───── Brano da leggere
PAOLO BARONI
Nel secondo trimestre di quest’anno la crescita della ricchezza nazionale si è arrestata, certifica la Banca d’Italia. Che sempre ieri ha registrato un nuovo record assoluto del debito pubblico italiano che a maggio ha raggiunto quota 2.816,7 miliardi di euro, 59,8 in più della fine del 2022. In pratica, secondo le stime, si tratta di 47.862 euro a italiano, 107.483 a famiglia. Ma se questi dati, secondo via Nazionale non compromettono «il percorso di discesa dell’indebitamento rispetto al Pil», quelli relativi all’economia reale destano certamente preoccupazione.
La frenata di primavera, stando all’ultimo Bollettino di previsione diffuso ieri da via Nazionale, è dovuta essenzialmente alla diminuzione della produzione manifatturiera, frenata in particolare dall’indebolimento del ciclo industriale globale (che a sua volta sconta l’alta inflazione e condizioni di finanziamento restrittive legate agli aumenti generalizzati dei tassi di interesse), e delle attività nel settore delle costruzioni. «In attesa che lo stimolo derivante dal Pnrr si dispieghi pienamente», infatti, l’attività nel settore dell’edilizia si sarebbe ridotta «risentendo della graduale attenuazione degli effetti degli incentivi fiscali legati al superbonus 110%».
Dal lato della domanda il Pil sarebbe stato sostenuto ancora dai consumi, soprattutto dai servizi a partire da quelli turistico ricreativi. E per fortuna che già nel primo trimestre di quest’anno avevamo acquisito un bel +1,3% di crescita, livello che la Banca d’Italia conferma per l’anno in corso, mentre rivede al ribasso le stime del 2024, quando il Pil salirà appena dello 0,9% (anziché dell’1,1 previsto dal governo), e quelle del 2025 (+1%).
Insomma dopo il boom del 2021-2022 iniziamo a decelerare tornando ad una crescita sotto il punto percentuale. È la maledizione dello zero virgola che ci perseguita da decenni ormai. La colpa di questa frenata viene individuata essenzialmente in un fattore: l’indebolimento della dinamica degli investimenti privati, che si accentuerebbe nella seconda metà di quest’anno e nel 2024 per effetto dell’aumento dei tassi di interesse e dell’irrigidimento delle condizioni di accesso al credito. L’impatto sul Pil potrebbe essere anche più rilevante se non fosse compensato dal calo progressivo dell’inflazione e dai maggiori investimenti pubblici programmi nel Pnrr, che (sottinteso) la Banca d’Italia da per scontato che vengano messi a terra. Altra incognita tutta da verificare.
──────────
# [Problemi da risolvere]
**1)** Secondo l'articolo sul rallentamento dell'economia italiana, a quale cifra è arrivato il debito pubblico a maggio?
**2)** Estrai dall'articolo sul rallentamento dell'economia italiana il passo che comincia con "Dal lato della" e prosegue fino a "del 2025 (+1%).", riportandolo parola per parola.
**3)** Prosegui l'articolo sul rallentamento dell'economia italiana a partire dal punto in cui si ferma.
───── Elenco fornito
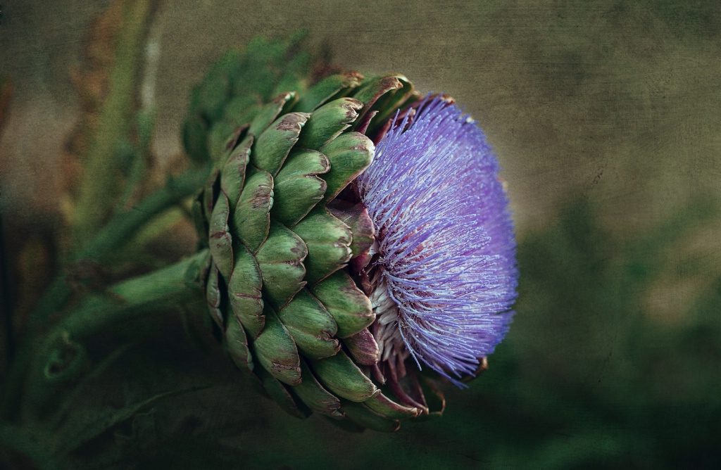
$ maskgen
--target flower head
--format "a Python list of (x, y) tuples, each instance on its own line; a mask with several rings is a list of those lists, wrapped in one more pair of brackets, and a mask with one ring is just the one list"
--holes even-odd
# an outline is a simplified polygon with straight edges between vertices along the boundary
[(499, 169), (474, 121), (438, 97), (397, 115), (359, 177), (377, 234), (373, 333), (392, 376), (411, 356), (460, 384), (508, 331), (518, 272)]

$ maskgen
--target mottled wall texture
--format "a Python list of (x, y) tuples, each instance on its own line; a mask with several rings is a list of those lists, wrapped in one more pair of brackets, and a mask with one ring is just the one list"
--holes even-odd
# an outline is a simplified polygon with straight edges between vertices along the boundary
[[(0, 210), (17, 226), (58, 220), (56, 177), (82, 102), (71, 77), (110, 3), (2, 1), (0, 76), (13, 92)], [(139, 71), (160, 161), (182, 151), (190, 87), (226, 48), (305, 28), (343, 68), (402, 73), (472, 113), (498, 155), (519, 236), (508, 340), (470, 391), (448, 391), (441, 424), (339, 436), (248, 391), (250, 405), (231, 407), (247, 421), (226, 423), (228, 448), (257, 468), (721, 461), (709, 443), (721, 438), (720, 4), (160, 2)], [(397, 462), (383, 460), (391, 453)]]

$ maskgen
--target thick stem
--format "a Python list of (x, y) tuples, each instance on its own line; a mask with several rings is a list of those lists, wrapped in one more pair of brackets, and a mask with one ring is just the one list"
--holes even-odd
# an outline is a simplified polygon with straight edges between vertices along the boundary
[[(104, 255), (127, 241), (156, 216), (197, 192), (203, 187), (208, 173), (208, 166), (198, 167), (169, 179), (165, 186), (151, 192), (132, 209), (114, 217), (91, 243), (73, 257), (72, 262), (100, 261)], [(68, 301), (72, 289), (67, 283), (67, 274), (66, 271), (61, 272), (53, 281), (31, 314), (32, 321), (40, 324), (47, 323), (50, 316)]]
[(197, 279), (207, 254), (207, 250), (201, 251), (84, 298), (50, 331), (31, 363), (25, 394), (33, 407), (44, 408), (54, 393), (53, 384), (77, 378), (81, 369), (77, 363), (84, 360), (84, 339), (201, 298), (203, 291)]
[[(209, 165), (193, 167), (182, 174), (169, 178), (163, 187), (156, 190), (128, 212), (118, 214), (84, 249), (73, 257), (71, 263), (79, 261), (97, 262), (110, 252), (123, 245), (143, 226), (154, 217), (197, 192), (205, 182)], [(19, 345), (3, 391), (2, 416), (12, 419), (19, 409), (24, 378), (31, 360), (35, 337), (45, 327), (50, 316), (60, 311), (73, 293), (68, 283), (69, 270), (61, 270), (45, 290), (30, 313), (28, 329)]]

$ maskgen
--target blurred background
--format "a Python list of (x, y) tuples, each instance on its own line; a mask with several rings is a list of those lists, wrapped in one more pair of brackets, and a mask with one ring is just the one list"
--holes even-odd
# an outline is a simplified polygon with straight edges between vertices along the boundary
[[(43, 240), (62, 225), (68, 155), (100, 93), (93, 73), (115, 22), (97, 15), (120, 3), (0, 6), (0, 210), (13, 265), (25, 267), (12, 277), (20, 311), (61, 257), (62, 244)], [(469, 389), (445, 388), (442, 419), (382, 435), (286, 415), (212, 352), (173, 340), (178, 322), (103, 379), (149, 350), (175, 358), (159, 362), (169, 376), (174, 367), (189, 383), (218, 383), (159, 404), (154, 422), (174, 424), (153, 425), (138, 461), (721, 466), (721, 4), (160, 1), (138, 64), (155, 165), (172, 168), (182, 153), (190, 90), (227, 48), (301, 27), (333, 63), (402, 73), (422, 93), (454, 97), (483, 128), (519, 242), (513, 327)], [(178, 251), (193, 243), (179, 236)]]

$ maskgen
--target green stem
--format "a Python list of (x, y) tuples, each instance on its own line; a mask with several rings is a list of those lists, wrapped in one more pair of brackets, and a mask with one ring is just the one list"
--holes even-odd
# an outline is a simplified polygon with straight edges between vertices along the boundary
[[(31, 363), (27, 394), (42, 409), (55, 393), (53, 384), (77, 378), (84, 360), (81, 342), (120, 324), (164, 314), (202, 298), (198, 283), (207, 250), (149, 274), (115, 284), (106, 292), (85, 297), (45, 337)], [(71, 351), (69, 358), (68, 351)], [(62, 361), (53, 358), (63, 357)]]
[[(100, 261), (104, 255), (130, 239), (138, 229), (151, 218), (179, 200), (198, 192), (205, 183), (208, 173), (207, 166), (196, 167), (169, 179), (164, 187), (149, 195), (138, 205), (113, 218), (91, 243), (73, 257), (72, 262)], [(30, 316), (33, 322), (46, 324), (50, 315), (67, 302), (72, 293), (72, 289), (67, 283), (67, 270), (61, 272), (40, 298), (37, 307)]]
[[(92, 242), (73, 257), (71, 262), (101, 261), (105, 254), (122, 246), (149, 221), (197, 192), (203, 187), (209, 172), (209, 165), (195, 166), (177, 177), (169, 178), (165, 186), (151, 192), (136, 206), (113, 217)], [(23, 379), (32, 359), (35, 337), (48, 324), (50, 316), (63, 309), (73, 293), (67, 282), (68, 271), (63, 270), (56, 276), (30, 313), (29, 328), (9, 372), (4, 391), (1, 415), (6, 419), (13, 419), (19, 409)]]

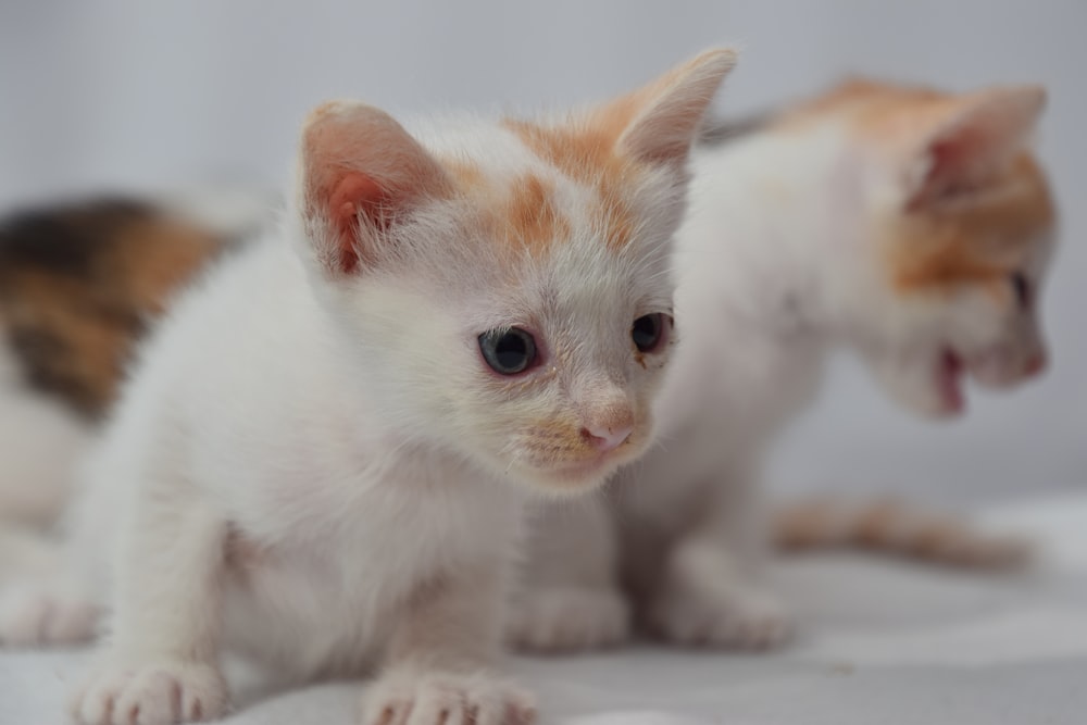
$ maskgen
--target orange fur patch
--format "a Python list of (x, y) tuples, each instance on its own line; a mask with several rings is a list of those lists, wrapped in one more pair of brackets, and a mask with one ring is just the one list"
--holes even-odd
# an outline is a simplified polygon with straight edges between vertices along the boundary
[(891, 282), (901, 291), (973, 284), (996, 287), (1021, 268), (1055, 210), (1045, 176), (1021, 154), (988, 188), (907, 214), (890, 230)]
[(627, 179), (637, 173), (637, 165), (615, 152), (634, 109), (633, 102), (628, 107), (621, 99), (590, 123), (555, 128), (525, 121), (503, 122), (537, 157), (596, 190), (599, 223), (605, 229), (608, 249), (613, 251), (629, 243), (635, 230), (635, 216), (627, 203)]
[(537, 255), (552, 242), (570, 238), (570, 222), (555, 204), (554, 188), (533, 174), (511, 186), (504, 217), (507, 240)]
[[(36, 387), (91, 416), (116, 395), (137, 340), (224, 241), (153, 209), (103, 202), (0, 232), (0, 318)], [(12, 247), (8, 247), (12, 250)], [(29, 250), (53, 250), (51, 255)]]

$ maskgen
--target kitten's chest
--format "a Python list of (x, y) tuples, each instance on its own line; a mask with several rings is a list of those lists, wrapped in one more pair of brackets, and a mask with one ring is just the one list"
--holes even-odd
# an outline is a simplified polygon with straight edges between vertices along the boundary
[(659, 443), (626, 474), (626, 508), (665, 528), (697, 515), (721, 487), (751, 485), (821, 375), (816, 350), (742, 327), (686, 352), (660, 398)]
[(235, 525), (226, 602), (235, 647), (302, 676), (357, 674), (420, 587), (512, 548), (520, 501), (455, 465), (409, 462), (351, 485), (338, 505), (303, 505), (276, 532)]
──────────
# [Risposte per voce]
**1)** 2.816,7 miliardi di euro.

**2)**
Dal lato della domanda il Pil sarebbe stato sostenuto ancora dai consumi, soprattutto dai servizi a partire da quelli turistico ricreativi. E per fortuna che già nel primo trimestre di quest’anno avevamo acquisito un bel +1,3% di crescita, livello che la Banca d’Italia conferma per l’anno in corso, mentre rivede al ribasso le stime del 2024, quando il Pil salirà appena dello 0,9% (anziché dell’1,1 previsto dal governo), e quelle del 2025 (+1%).

**3)**
Quanto ai prezzi al consumo in primavera l’inflazione è ancora scesa (pur restando su livelli molto elevati), grazie alla decisa diminuzione della componente energetica che si è riflessa sui beni alimentari, su quelli industriali non energetici e a giugno anche in parte sui servizi. Quest’anno l’aumento dei prezzi sarebbe pari al 6% e poi scenderebbe al 2,3 nel 2024 ed al 2% nel 2025.
In questa fase aumenta il costo del credito e di conseguenza i prestiti bancari si riducono ed aumenta anche l’incidenza del flusso di prestiti con pesanti ritardi nei pagamenti.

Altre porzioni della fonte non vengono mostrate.